I AM TIRED AND FED UP
I am so fed up and tired running, here calling there trying to do the packing, getting boxes to pack, get them done, dishes done, sweep, mop and keep my sanity where am I going to find the time to do this? I am at my wits end I have been promised by my hubby to get things done, he said he had to go through stuff and throw stuff out and then he would help pack. well I went to get more boxes this evening around 10:30 was back by midnight. I took a stroll around walmart to calm down. dear hubby decided to go nutso on me, crying and saying he wanted to give up on life, he was tired of it all and wanted me to let go and let him just die. I am like I want to ring your neck if you die on my I will never forgive you. why do I have to be the one this has to happen to because of all this stress for the move. I know he is under alot of this too and its tiresome.
I have to find the energy to do dishes ran out of paper to put some in the boxes, pack and then move tomorrow. I am like where oh where am I going to be able to do this.. I am so tired now and I have 2 more rooms beside the kitchen and half the bath.

Excerpted records:

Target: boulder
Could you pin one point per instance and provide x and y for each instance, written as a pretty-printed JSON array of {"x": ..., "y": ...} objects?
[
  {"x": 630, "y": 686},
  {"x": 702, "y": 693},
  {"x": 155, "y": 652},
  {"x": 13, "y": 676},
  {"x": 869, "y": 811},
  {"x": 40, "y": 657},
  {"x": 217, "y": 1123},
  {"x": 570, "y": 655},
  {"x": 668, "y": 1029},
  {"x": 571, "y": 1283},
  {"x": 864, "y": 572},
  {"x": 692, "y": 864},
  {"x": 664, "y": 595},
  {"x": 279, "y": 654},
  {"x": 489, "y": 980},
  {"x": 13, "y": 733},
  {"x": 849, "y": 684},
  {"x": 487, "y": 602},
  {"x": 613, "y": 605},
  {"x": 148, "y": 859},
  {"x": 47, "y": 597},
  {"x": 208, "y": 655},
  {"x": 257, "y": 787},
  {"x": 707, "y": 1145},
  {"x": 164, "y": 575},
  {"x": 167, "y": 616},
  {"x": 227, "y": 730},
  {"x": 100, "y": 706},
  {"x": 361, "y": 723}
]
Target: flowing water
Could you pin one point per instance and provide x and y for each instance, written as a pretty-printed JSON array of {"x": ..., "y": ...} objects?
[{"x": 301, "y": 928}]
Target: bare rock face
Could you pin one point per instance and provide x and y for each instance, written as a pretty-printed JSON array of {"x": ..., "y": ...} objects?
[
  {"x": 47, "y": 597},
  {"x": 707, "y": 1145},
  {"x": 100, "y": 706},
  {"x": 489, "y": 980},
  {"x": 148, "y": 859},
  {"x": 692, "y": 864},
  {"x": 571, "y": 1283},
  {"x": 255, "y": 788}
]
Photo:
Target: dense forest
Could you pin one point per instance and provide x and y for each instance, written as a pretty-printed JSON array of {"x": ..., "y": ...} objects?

Exercise details: Reproduce the whole "I am tired and fed up" post word for word.

Answer for this exercise:
I AM TIRED AND FED UP
I am so fed up and tired running, here calling there trying to do the packing, getting boxes to pack, get them done, dishes done, sweep, mop and keep my sanity where am I going to find the time to do this? I am at my wits end I have been promised by my hubby to get things done, he said he had to go through stuff and throw stuff out and then he would help pack. well I went to get more boxes this evening around 10:30 was back by midnight. I took a stroll around walmart to calm down. dear hubby decided to go nutso on me, crying and saying he wanted to give up on life, he was tired of it all and wanted me to let go and let him just die. I am like I want to ring your neck if you die on my I will never forgive you. why do I have to be the one this has to happen to because of all this stress for the move. I know he is under alot of this too and its tiresome.
I have to find the energy to do dishes ran out of paper to put some in the boxes, pack and then move tomorrow. I am like where oh where am I going to be able to do this.. I am so tired now and I have 2 more rooms beside the kitchen and half the bath.